- _REQUIRED WORK_
Put the lines of the data below into a numbered list, skipping any blank lines. Leave the pictures out of your answer.

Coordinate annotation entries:

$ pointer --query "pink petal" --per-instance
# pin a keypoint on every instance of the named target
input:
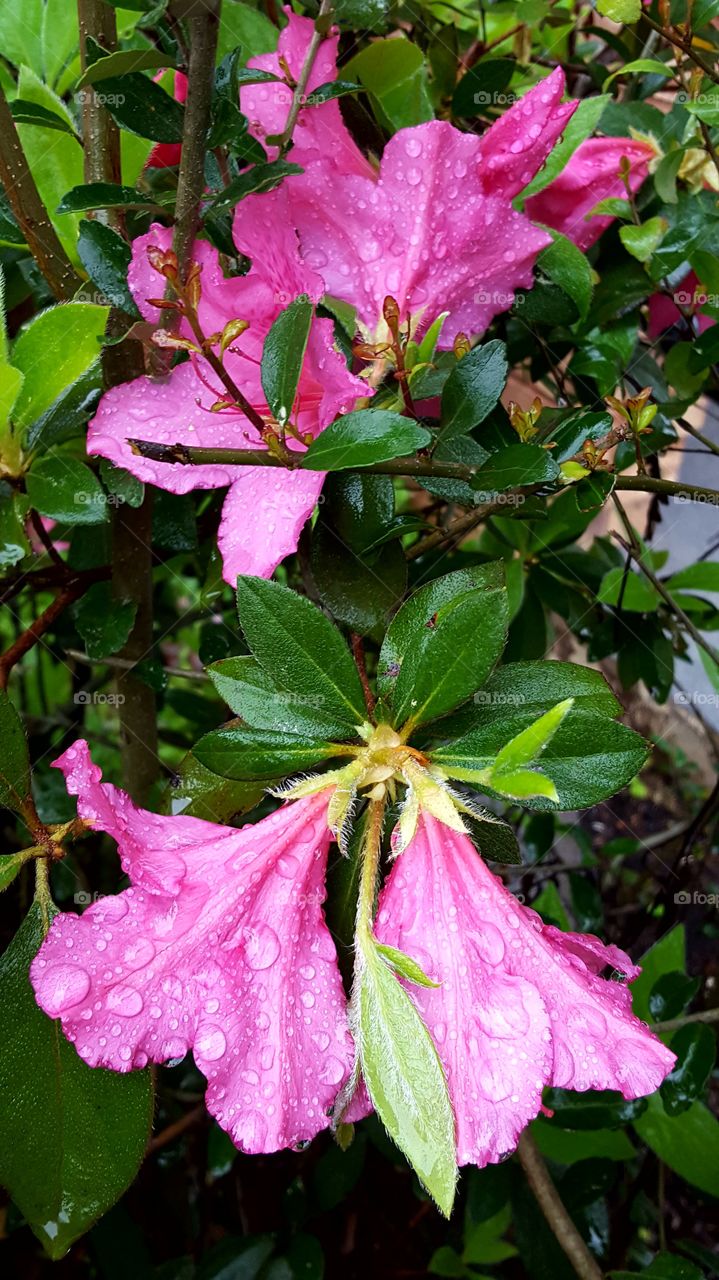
(262, 517)
(424, 232)
(520, 1004)
(320, 131)
(516, 146)
(591, 176)
(227, 952)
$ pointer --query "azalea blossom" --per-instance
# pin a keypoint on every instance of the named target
(591, 176)
(518, 1004)
(220, 946)
(265, 507)
(434, 227)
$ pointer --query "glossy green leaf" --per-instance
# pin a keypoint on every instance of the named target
(456, 648)
(688, 1143)
(102, 195)
(472, 389)
(14, 759)
(365, 437)
(106, 257)
(260, 177)
(406, 1082)
(65, 489)
(251, 694)
(122, 62)
(695, 1047)
(301, 650)
(283, 355)
(53, 351)
(252, 755)
(102, 621)
(587, 759)
(72, 1137)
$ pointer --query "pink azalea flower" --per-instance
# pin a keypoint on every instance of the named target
(591, 176)
(265, 508)
(520, 1004)
(663, 312)
(320, 131)
(164, 155)
(219, 946)
(434, 228)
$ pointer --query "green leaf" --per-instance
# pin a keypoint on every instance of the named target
(53, 351)
(587, 759)
(122, 62)
(472, 389)
(456, 648)
(404, 965)
(251, 694)
(408, 627)
(197, 792)
(33, 113)
(14, 759)
(536, 686)
(365, 437)
(621, 10)
(260, 177)
(695, 1047)
(406, 1082)
(567, 266)
(255, 755)
(514, 466)
(102, 621)
(395, 76)
(142, 106)
(687, 1143)
(301, 650)
(283, 356)
(102, 195)
(106, 257)
(667, 955)
(65, 489)
(641, 242)
(627, 590)
(582, 123)
(73, 1137)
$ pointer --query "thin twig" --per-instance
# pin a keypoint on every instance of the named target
(554, 1211)
(30, 211)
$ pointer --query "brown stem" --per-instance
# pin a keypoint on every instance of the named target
(30, 211)
(28, 639)
(553, 1208)
(132, 528)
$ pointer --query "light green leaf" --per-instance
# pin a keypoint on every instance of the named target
(406, 1082)
(53, 351)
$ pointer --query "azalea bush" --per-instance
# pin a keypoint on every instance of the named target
(357, 681)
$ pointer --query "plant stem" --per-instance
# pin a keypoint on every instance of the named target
(553, 1208)
(633, 548)
(30, 211)
(204, 27)
(319, 36)
(132, 526)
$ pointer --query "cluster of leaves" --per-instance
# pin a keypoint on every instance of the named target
(463, 659)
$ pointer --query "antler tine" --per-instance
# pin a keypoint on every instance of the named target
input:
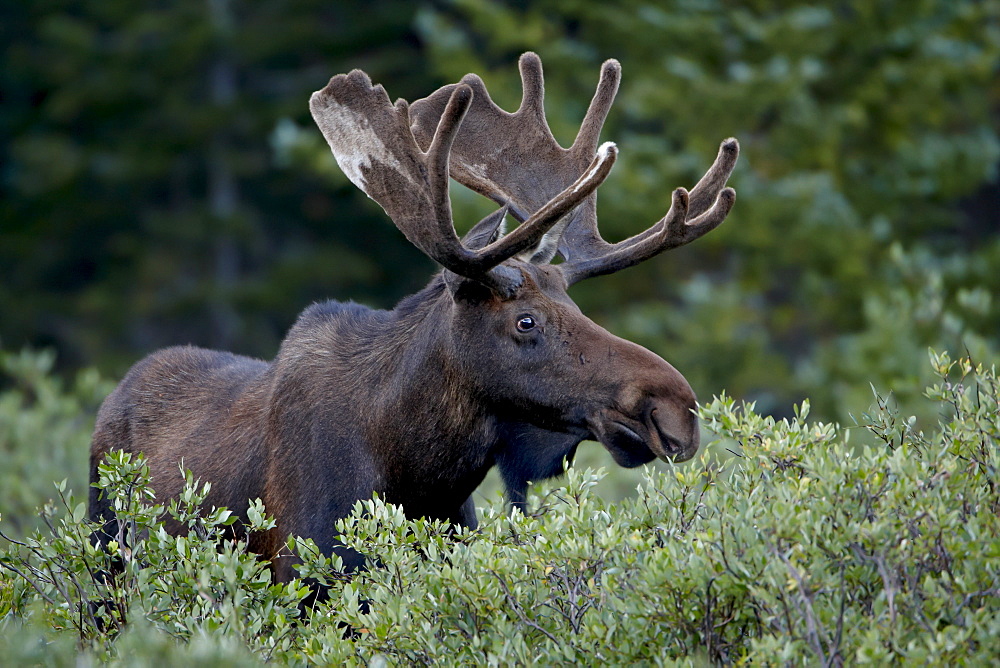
(373, 144)
(690, 216)
(533, 86)
(600, 106)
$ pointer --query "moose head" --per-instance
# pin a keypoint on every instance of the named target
(491, 364)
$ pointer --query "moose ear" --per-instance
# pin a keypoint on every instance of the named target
(548, 245)
(488, 230)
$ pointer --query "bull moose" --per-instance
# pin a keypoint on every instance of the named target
(491, 364)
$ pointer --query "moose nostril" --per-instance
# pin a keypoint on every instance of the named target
(677, 436)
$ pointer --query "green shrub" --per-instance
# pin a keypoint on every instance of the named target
(45, 427)
(791, 542)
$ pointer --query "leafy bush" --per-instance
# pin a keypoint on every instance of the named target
(793, 542)
(45, 427)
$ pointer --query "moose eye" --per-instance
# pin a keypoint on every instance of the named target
(526, 323)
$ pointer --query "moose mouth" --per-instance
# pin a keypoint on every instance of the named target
(633, 442)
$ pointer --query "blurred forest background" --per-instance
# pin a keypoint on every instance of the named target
(161, 181)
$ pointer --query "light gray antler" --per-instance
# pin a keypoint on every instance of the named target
(514, 158)
(374, 146)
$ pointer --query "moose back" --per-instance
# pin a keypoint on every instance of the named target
(492, 364)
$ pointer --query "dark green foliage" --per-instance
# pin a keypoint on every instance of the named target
(790, 542)
(152, 189)
(862, 127)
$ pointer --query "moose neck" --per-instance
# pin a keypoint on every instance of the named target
(426, 433)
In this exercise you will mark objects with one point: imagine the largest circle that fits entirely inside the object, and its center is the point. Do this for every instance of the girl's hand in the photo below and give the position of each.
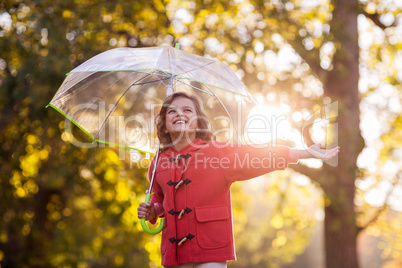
(146, 211)
(324, 154)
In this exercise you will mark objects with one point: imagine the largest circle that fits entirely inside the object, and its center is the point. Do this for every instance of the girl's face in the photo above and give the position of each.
(181, 116)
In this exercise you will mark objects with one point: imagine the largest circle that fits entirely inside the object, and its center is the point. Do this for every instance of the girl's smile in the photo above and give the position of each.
(181, 117)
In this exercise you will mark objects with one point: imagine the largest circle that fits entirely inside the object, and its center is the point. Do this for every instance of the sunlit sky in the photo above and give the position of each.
(377, 110)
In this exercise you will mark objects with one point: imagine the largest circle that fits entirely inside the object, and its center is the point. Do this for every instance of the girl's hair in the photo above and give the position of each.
(203, 123)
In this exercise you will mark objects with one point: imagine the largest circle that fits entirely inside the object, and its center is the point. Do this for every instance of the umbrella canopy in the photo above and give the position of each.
(114, 96)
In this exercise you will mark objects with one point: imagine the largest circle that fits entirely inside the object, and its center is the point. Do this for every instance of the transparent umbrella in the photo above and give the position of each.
(114, 96)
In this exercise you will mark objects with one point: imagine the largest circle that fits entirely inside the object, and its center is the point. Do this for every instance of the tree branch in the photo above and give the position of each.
(375, 18)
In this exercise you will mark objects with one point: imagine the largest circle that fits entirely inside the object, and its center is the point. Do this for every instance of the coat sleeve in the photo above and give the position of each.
(243, 162)
(157, 194)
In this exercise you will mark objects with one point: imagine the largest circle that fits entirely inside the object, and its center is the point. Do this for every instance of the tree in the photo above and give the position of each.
(43, 198)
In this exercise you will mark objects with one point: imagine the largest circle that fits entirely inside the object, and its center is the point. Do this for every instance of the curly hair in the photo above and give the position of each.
(203, 123)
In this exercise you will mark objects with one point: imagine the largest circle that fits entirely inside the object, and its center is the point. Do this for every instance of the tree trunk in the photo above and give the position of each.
(342, 86)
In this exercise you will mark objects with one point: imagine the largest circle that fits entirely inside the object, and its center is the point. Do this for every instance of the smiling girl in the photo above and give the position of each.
(192, 183)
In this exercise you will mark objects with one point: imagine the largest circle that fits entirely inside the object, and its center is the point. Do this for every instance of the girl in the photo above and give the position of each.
(192, 184)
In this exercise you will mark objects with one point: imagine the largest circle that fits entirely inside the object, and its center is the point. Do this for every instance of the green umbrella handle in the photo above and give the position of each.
(145, 226)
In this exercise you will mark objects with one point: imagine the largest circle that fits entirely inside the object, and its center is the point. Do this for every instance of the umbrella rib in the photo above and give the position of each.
(115, 105)
(199, 67)
(224, 107)
(195, 87)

- _REPLY TO THE TASK_
1. $ pointer --query "pink petal" --per-instance
2. # pin a keypoint on every instance of the named target
3. input:
4. (262, 517)
5. (424, 232)
6. (520, 1004)
7. (320, 131)
8. (516, 146)
9. (591, 176)
10. (227, 952)
11. $ pointer --query "azalea blossom" --per-instance
12. # pin a keypoint on every instance of the named target
13. (591, 176)
14. (518, 1004)
15. (220, 946)
16. (265, 507)
17. (434, 227)
18. $ pointer --query "glossy green leaf" --per-instance
19. # pin a keypoint on every instance of the named target
20. (456, 648)
21. (688, 1143)
22. (102, 195)
23. (472, 389)
24. (14, 759)
25. (365, 437)
26. (106, 257)
27. (260, 177)
28. (406, 1082)
29. (65, 489)
30. (251, 694)
31. (122, 62)
32. (695, 1047)
33. (301, 650)
34. (283, 355)
35. (53, 351)
36. (252, 755)
37. (102, 621)
38. (587, 759)
39. (72, 1137)
40. $ pointer --query "pink azalea flower" --per-instance
41. # pin a keypoint on every instance of the named target
42. (591, 176)
43. (265, 508)
44. (520, 1004)
45. (663, 312)
46. (320, 131)
47. (164, 155)
48. (219, 946)
49. (434, 228)
50. $ pointer --query "green leaf" --per-instance
51. # pin a keypoint on every instance of the named target
52. (53, 351)
53. (587, 759)
54. (122, 62)
55. (472, 389)
56. (456, 648)
57. (404, 965)
58. (251, 694)
59. (408, 627)
60. (197, 792)
61. (33, 113)
62. (14, 759)
63. (536, 686)
64. (365, 437)
65. (621, 10)
66. (260, 177)
67. (695, 1047)
68. (406, 1082)
69. (567, 266)
70. (255, 755)
71. (514, 466)
72. (102, 621)
73. (395, 76)
74. (142, 106)
75. (687, 1143)
76. (301, 650)
77. (283, 356)
78. (102, 195)
79. (106, 257)
80. (667, 955)
81. (65, 489)
82. (641, 242)
83. (627, 590)
84. (582, 123)
85. (73, 1137)
86. $ pointer --query "thin twig" --per-instance
87. # pin a keypoint on every instance of the named target
88. (554, 1211)
89. (30, 211)
90. $ pointer --query "brown stem" --per-instance
91. # pin a keypoint on every instance of the named target
92. (30, 211)
93. (28, 639)
94. (553, 1208)
95. (132, 528)
96. $ pointer --query "light green leaf" --per-instance
97. # pin a keypoint on every instance of the named target
98. (406, 1082)
99. (53, 351)
100. $ pointer --query "azalea bush" --per-instance
101. # pin a keypoint on every instance of the named target
102. (357, 681)
103. $ pointer --query "plant stem" --per-instance
104. # pin a keypoint on every instance of the named target
105. (553, 1208)
106. (633, 548)
107. (30, 211)
108. (204, 27)
109. (319, 36)
110. (132, 526)
111. $ pointer --query "cluster of leaves" --per-instance
112. # pin a keypoint on every instance of the named target
113. (463, 659)
114. $ pointer --query "antler tine" --per-instance
115. # pin a keypoint on every instance of the named target
116. input:
117. (373, 144)
118. (690, 216)
119. (533, 86)
120. (600, 106)
121. $ pointer --query "moose head" --per-instance
122. # pin a keypoint on every instance of the named target
123. (491, 364)
124. $ pointer --query "moose ear" --per-instance
125. # pin a keypoint on every instance of the named target
126. (548, 245)
127. (488, 230)
128. $ pointer --query "bull moose" --per-instance
129. # pin a keypoint on every instance of the named target
130. (491, 364)
131. $ pointer --query "moose nostril" --per-instance
132. # pin a keypoint on every instance of the named target
133. (677, 436)
134. $ pointer --query "green shrub" --per-instance
135. # pin a keypoint on every instance of the named target
136. (45, 427)
137. (791, 542)
138. $ pointer --query "leafy bush" --per-instance
139. # pin a keypoint on every instance of the named target
140. (793, 542)
141. (45, 427)
142. $ pointer --query "moose eye" --per-instance
143. # pin a keypoint on every instance of the named target
144. (526, 323)
145. $ pointer --query "moose mouth" --per-instance
146. # pin a keypoint on every instance of the named target
147. (633, 442)
148. $ pointer --query "blurred forest background" --per-instance
149. # pin a keypoint on every instance of the named target
150. (161, 181)
151. $ pointer --query "light gray antler" --per-instance
152. # pin a keypoint on every instance of the named target
153. (514, 158)
154. (374, 146)
155. $ pointer --query "moose back" --per-instance
156. # pin a keypoint on every instance of the named target
157. (492, 364)
158. $ pointer --query "dark green foliage" --per-instance
159. # pin a keypoint on every instance of the named target
160. (790, 542)
161. (152, 189)
162. (862, 127)
163. $ pointer --query "moose neck" --per-instance
164. # pin a keypoint on every instance of the named target
165. (426, 433)
166. In this exercise you will mark objects with one point: imagine the largest circle that fits entirely inside the object, and its center is the point. Do this for every instance of the girl's hand in the photo below and give the position of each.
167. (146, 211)
168. (324, 154)
169. In this exercise you will mark objects with one point: imagine the largest circle that fits entirely inside the object, and its center is the point. Do this for every instance of the girl's face in the photo above and give the position of each.
170. (181, 116)
171. In this exercise you will mark objects with one point: imagine the largest circle that fits entirely inside the object, and its center is the point. Do this for every instance of the girl's smile in the photo above and give the position of each.
172. (181, 117)
173. In this exercise you will mark objects with one point: imagine the largest circle that fits entirely inside the object, and its center is the point. Do this for every instance of the sunlit sky in the photo above and give the position of each.
174. (377, 110)
175. In this exercise you will mark objects with one point: imagine the largest circle that fits entirely inside the object, and its center is the point. Do this for every instance of the girl's hair in the photo above and give the position of each.
176. (203, 123)
177. In this exercise you will mark objects with one point: imagine the largest circle that fits entirely inside the object, and its center is the point. Do this for every instance of the umbrella canopy in the photo above and give the position of each.
178. (114, 96)
179. In this exercise you will mark objects with one point: imagine the largest circle that fits entirely inside the object, and its center is the point. Do this for every instance of the transparent umbrella in the photo above and give the position of each.
180. (114, 96)
181. In this exercise you will mark objects with one point: imagine the largest circle that fits entirely inside the object, and its center is the point. Do this for every instance of the tree branch in the photo above and give the position of each.
182. (375, 18)
183. In this exercise you will mark objects with one point: imagine the largest circle that fits entirely inside the object, and its center is the point. Do this for every instance of the coat sleeve in the photo above and give the position of each.
184. (243, 162)
185. (157, 194)
186. In this exercise you will mark objects with one point: imagine the largest circle that fits entirely inside the object, and its center is the point. Do this for every instance of the tree in the photo above and give the position of each.
187. (43, 198)
188. In this exercise you will mark objects with one point: imagine the largest circle that fits entirely inside the object, and its center is the point. Do this for every instance of the curly hair in the photo above and give the position of each.
189. (203, 123)
190. In this exercise you will mark objects with one point: imagine the largest circle that fits entirely inside the object, and its center is the point. Do this for every instance of the tree trunk in the photo above and give the position of each.
191. (342, 86)
192. In this exercise you will mark objects with one point: imagine the largest circle that fits entirely inside the object, and its center is the point. Do this for every instance of the smiling girl in the photo above and give the position of each.
193. (192, 183)
194. In this exercise you will mark objects with one point: imagine the largest circle that fits entirely inside the object, and its center is the point. Do this for every instance of the girl in the photo above and give the position of each.
195. (192, 184)
196. In this exercise you will mark objects with one point: imagine the largest circle that fits entirely inside the object, and its center is the point. Do this for every instance of the green umbrella handle in the photo above and give the position of each.
197. (145, 226)
198. In this exercise you will mark objects with one point: imagine the largest circle that fits entirely inside the object, and its center is the point. Do this for every instance of the umbrella rib in the photo above and give the position of each.
199. (115, 105)
200. (199, 67)
201. (224, 107)
202. (195, 87)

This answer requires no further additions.